ALGIERS // Ailing Algerian president Abdelaziz Bouteflika will stand for reelection in April, prime minister Abdelmalek Sellal said in comments carried by national television on Saturday.
“The prime minister officially announces the candidacy of the president of the (Algerian) republic for the coming elections,” due on April 17, a screen caption read.
Mr Sellal was speaking in Oran, west of Algiers, on the sidelines of an economic seminar.
The television said Mr Bouteflika will collect the necessary documents for his candidacy from the interior ministry on Sunday, but added that he might send someone else to do so.
The television said his decision was a “response to the encouragement of citizens from all over the country.”
The 76-year-old, who has been in power for 15 years, suffered a mini-stroke last year that confined him to a Paris hospital for three months. It has been unclear whether his health would prevent him from running for reelection.
One of the few remaining veterans of the war of independence against France, Mr Bouteflika came to power in 1999. The latest years of his rule have been dogged by ill health and more recently by corruption scandals implicating members of his inner circle.
He also tried to check the power of Algeria’s unelected military and intelligence leaders, who have played a key role in the North African country’s politics since its independence from France in 1962.

EXERCISE DATA
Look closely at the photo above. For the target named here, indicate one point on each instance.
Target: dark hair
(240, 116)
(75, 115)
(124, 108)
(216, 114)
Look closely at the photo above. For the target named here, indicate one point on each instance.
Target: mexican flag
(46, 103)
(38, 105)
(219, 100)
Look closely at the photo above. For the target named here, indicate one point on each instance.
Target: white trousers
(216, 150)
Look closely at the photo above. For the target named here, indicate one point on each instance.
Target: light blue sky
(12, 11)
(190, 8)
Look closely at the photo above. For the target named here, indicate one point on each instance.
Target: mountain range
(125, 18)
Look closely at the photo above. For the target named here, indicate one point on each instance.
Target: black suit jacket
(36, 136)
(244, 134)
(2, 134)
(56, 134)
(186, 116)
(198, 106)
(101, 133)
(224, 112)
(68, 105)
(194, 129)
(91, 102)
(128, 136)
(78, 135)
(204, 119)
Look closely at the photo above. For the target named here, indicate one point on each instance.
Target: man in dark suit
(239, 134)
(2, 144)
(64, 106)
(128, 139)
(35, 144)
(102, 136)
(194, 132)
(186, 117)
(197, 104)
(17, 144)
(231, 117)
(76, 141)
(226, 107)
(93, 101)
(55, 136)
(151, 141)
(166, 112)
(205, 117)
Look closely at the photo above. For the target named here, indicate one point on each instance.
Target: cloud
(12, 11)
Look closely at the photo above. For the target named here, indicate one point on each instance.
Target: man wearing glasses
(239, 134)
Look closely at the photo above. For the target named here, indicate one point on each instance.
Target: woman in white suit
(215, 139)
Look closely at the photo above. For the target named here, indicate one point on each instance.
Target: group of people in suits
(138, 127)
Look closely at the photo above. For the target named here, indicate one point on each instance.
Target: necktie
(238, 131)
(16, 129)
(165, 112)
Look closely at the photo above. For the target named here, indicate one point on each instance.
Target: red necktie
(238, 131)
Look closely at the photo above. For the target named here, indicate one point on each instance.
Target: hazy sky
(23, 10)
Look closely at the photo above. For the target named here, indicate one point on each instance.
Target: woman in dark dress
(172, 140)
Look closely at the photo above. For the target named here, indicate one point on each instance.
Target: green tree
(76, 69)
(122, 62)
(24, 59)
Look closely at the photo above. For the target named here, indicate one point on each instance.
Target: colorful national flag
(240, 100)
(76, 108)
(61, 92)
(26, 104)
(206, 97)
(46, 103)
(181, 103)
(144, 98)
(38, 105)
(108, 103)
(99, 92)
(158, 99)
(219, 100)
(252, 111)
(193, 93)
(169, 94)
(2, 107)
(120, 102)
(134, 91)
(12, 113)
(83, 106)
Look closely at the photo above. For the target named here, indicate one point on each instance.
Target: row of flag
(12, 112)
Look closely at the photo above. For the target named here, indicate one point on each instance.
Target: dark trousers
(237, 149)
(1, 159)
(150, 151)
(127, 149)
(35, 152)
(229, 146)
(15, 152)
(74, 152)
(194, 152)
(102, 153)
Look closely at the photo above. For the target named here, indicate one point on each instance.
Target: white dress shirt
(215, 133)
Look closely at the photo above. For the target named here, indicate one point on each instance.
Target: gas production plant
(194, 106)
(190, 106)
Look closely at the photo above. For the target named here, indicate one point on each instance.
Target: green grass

EXERCISE INSTRUCTIONS
a) Print the passage of the Bouteflika reelection article exactly, from "The 76-year-old, who" up to and including "running for reelection.".
b) Proceed with the article on Bouteflika's reelection bid, picking up after its final sentence.

ANSWERS TO EACH TASK
a)
The 76-year-old, who has been in power for 15 years, suffered a mini-stroke last year that confined him to a Paris hospital for three months. It has been unclear whether his health would prevent him from running for reelection.

b)
Despite his efforts to roll back their prerogatives the army and its secretive DRS intelligence agency retain much of the political power they have wielded.
Recent weeks have seen a mounting war of words over the role of the military in public life, relayed by Algeria’s independent media, in which senior officers were portrayed as opposing a fourth term for the Mr Bouteflika.
Earlier this month, a retired senior general urged Mr Bouteflika to step down “with dignity” and not run for reelection.
Hocine Benhadid also accused the president’s inner circle of “treason” after Amar Saidani, the ruling party’s secretary general, publicly accused the powerful military intelligence chief of interfering in politics to the detriment of the country’s security.
But the president himself hit out on Tuesday at what he said were moves to undermine his office and the army, suggesting both were falling prey to political infighting.
“The fictitious conflict ... within the ranks of the People’s National Army is linked to a destabilisation plan developed by those troubled by Algeria’s regional weight and influence,” he said in comments published by state media.
Mr Bouteflika did not elaborate on the destabilising activities to which he referred.